Start of SOURCE EXTRACT

For what purpose?  There was once a bug which caused this to happen and
it caused Xen to slow to a glacial pace.  We got bored of debugging HVM
domains after several hours and the BIOS has still not loaded the
bootloader.

I'm working on an experiment to do with cache-based side channels in Cloud environments.  Part of it involves measuring the effect of flushing the cache every time there is a VM switch.

Ok.  My suspicion is that it will be unreasonably slow, although should not be the glacial pace we saw with the bug (which was flushing the L2 cache on every instruction).


You don't check the return value, so what happens when the allocation
fails?  I would say that calling *alloc() is not a sensible thing to be
doing in __context_switch() anyway, as you are sitting doing a long
operation while in a critical section of Xen code.

Unfortunately, I can chalk that up to my inexperience with C programming.  Thanks for pointing that out.

As for the sensibility of the plan, it is still in rather early stages and not as robust as I would like it.  As I get more working I was planning on leaving the memory buffer permanently allocated so as not to spend time managing it in a critical section.  If you have a suggestion for a more practical solution I'm all ears.

Furthermore, this algorithm has no guarantee to clear the L2 cache.  In
fact is almost certainly will not.

This is the code that has worked in all of my prior experiments and has been ratified by others I have worked with.  Are you sure it wouldn't work?  While, for simplicity's sake, I have removed portions of the code designed to prevent pre-fetching and perhaps left out something important, my understanding of cache-coloring, however, would still imply that the data in the cache should be dirty, or flushed after this loop terminates.

Perhaps I have misused the term "flush".  My objective is to make each cache line dirty, or flush it to main memory.

"flush" is the correct term.

End of SOURCE EXTRACT

### STATED GOAL A
Decide whether each statement below agrees with the exchange on cache flushing in Xen. Answer yes or no, and quote the words of the exchange that decide it.
(i) The earlier bug flushed the L2 cache on every instruction.
(ii) The experiment measures the effect of flushing the cache at each VM switch.
(iii) The plan was to allocate the memory buffer anew on every context switch.

Start of SUPPLIED MATERIAL

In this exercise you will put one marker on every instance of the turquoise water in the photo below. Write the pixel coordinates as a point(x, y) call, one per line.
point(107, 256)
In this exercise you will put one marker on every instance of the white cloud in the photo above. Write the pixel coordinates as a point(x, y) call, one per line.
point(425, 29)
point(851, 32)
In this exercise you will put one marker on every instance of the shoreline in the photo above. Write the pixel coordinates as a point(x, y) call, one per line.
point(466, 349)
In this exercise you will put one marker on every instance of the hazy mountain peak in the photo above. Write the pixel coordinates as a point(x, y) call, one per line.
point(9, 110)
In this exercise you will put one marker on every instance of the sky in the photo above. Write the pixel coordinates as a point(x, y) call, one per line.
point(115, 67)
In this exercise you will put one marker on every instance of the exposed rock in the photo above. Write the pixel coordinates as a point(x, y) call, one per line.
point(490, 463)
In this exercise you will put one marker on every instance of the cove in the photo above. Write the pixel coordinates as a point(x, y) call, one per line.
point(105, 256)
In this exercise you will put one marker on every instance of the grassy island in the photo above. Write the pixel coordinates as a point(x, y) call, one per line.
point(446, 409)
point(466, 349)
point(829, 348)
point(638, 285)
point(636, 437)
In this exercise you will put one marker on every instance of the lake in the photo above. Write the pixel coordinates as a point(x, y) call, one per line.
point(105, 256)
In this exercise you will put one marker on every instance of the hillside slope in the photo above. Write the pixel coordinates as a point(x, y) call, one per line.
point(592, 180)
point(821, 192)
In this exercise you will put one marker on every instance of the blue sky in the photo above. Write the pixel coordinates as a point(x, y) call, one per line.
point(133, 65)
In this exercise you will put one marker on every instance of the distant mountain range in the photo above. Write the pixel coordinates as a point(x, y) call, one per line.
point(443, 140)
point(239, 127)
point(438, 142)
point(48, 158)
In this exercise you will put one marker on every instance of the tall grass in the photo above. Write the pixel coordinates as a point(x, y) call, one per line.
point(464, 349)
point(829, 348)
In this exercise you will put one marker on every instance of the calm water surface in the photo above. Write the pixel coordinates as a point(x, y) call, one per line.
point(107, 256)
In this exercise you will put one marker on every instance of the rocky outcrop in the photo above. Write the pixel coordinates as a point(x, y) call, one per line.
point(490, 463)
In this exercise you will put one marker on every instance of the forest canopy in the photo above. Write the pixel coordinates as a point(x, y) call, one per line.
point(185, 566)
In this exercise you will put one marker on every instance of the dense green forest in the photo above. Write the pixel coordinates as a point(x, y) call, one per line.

End of SUPPLIED MATERIAL

### STATED GOAL B
Turn the records into a numbered list with no blank lines. Begin at the first line of the records and stop after the line that contains "point(851, 32)".

### RESPONSE A
(i) Yes: "which was flushing the L2 cache on every instruction"
(ii) Yes: "measuring the effect of flushing the cache every time there is a VM switch"
(iii) No: "I was planning on leaving the memory buffer permanently allocated"

### RESPONSE B
1. In this exercise you will put one marker on every instance of the turquoise water in the photo below. Write the pixel coordinates as a point(x, y) call, one per line.
2. point(107, 256)
3. In this exercise you will put one marker on every instance of the white cloud in the photo above. Write the pixel coordinates as a point(x, y) call, one per line.
4. point(425, 29)
5. point(851, 32)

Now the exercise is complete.